Challenge: Return each line of the records below that contains the word "green", copying every such line in full.

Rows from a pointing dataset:
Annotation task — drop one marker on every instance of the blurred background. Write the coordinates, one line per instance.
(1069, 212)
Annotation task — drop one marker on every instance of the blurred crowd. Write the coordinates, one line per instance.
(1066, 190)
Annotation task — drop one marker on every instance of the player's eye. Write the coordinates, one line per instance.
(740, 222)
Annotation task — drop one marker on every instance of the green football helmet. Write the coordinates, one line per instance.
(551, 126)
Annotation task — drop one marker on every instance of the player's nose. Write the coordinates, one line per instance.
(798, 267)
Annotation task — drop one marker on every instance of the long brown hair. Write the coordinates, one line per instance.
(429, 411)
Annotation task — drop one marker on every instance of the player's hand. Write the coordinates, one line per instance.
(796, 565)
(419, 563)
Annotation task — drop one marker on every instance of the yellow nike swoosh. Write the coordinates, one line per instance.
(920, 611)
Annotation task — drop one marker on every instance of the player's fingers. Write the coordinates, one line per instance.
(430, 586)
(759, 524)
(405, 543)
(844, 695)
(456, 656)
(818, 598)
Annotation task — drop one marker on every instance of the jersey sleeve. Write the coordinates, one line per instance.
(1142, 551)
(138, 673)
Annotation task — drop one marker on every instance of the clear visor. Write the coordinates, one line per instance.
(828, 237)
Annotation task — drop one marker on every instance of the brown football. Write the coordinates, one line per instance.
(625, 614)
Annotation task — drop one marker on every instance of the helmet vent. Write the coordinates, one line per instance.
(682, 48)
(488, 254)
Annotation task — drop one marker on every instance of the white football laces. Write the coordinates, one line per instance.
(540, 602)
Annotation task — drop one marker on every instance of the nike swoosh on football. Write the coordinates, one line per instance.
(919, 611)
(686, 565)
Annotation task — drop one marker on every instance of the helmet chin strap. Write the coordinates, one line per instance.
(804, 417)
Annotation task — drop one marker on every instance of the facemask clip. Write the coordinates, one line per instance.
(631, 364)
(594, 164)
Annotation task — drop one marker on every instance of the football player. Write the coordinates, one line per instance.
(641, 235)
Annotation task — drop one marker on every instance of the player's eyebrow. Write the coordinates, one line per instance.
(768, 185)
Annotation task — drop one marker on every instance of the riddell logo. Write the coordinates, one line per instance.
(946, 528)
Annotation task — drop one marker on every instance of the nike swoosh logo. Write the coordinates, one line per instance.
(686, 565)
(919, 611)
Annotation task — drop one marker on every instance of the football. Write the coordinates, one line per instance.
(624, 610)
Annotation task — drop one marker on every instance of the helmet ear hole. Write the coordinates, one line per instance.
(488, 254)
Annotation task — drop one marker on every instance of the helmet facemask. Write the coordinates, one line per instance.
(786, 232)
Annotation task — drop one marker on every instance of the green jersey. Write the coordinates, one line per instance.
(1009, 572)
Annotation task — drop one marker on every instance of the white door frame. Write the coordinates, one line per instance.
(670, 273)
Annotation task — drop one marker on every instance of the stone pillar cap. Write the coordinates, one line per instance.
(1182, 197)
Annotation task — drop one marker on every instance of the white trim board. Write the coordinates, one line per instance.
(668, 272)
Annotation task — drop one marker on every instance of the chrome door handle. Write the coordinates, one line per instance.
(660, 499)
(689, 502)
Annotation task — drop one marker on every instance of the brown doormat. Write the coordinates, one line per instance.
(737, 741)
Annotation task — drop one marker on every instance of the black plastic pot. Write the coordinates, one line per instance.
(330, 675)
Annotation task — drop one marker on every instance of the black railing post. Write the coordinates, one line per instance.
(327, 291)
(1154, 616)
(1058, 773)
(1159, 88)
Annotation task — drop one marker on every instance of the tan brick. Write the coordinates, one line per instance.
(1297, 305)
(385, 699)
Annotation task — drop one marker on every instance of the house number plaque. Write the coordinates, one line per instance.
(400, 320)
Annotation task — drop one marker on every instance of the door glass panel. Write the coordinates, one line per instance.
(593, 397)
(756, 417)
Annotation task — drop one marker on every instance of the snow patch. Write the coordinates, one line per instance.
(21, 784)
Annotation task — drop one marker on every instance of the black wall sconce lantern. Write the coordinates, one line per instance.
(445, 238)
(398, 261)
...
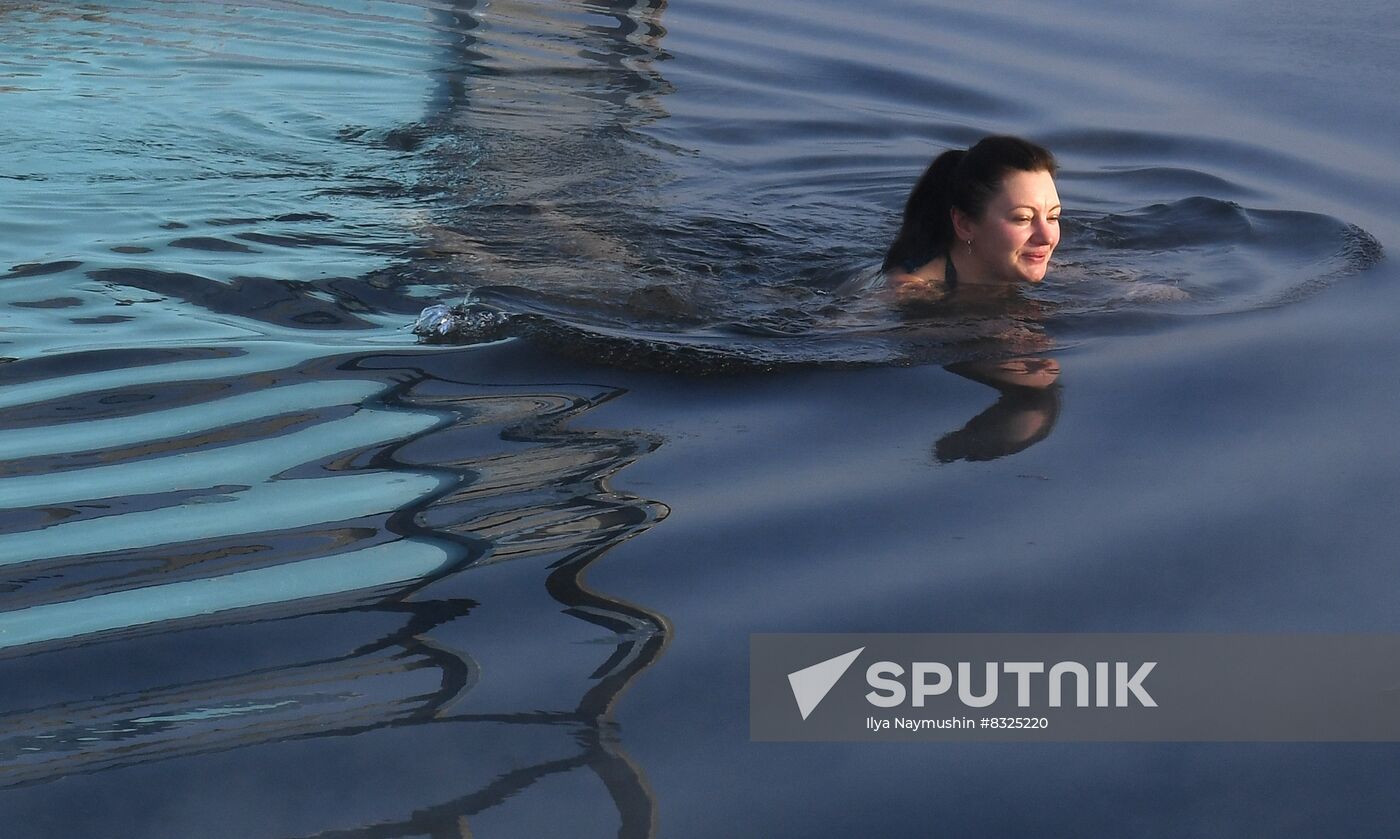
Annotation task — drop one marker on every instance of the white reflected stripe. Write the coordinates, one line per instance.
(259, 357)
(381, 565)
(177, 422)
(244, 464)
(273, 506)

Expected output:
Annotation task — drop one marker on every instance of the green football helmet. Write the coordinates, one line per instance.
Annotation task — drop one marker on every instance of the green jersey. Write the coordinates, one line per instance.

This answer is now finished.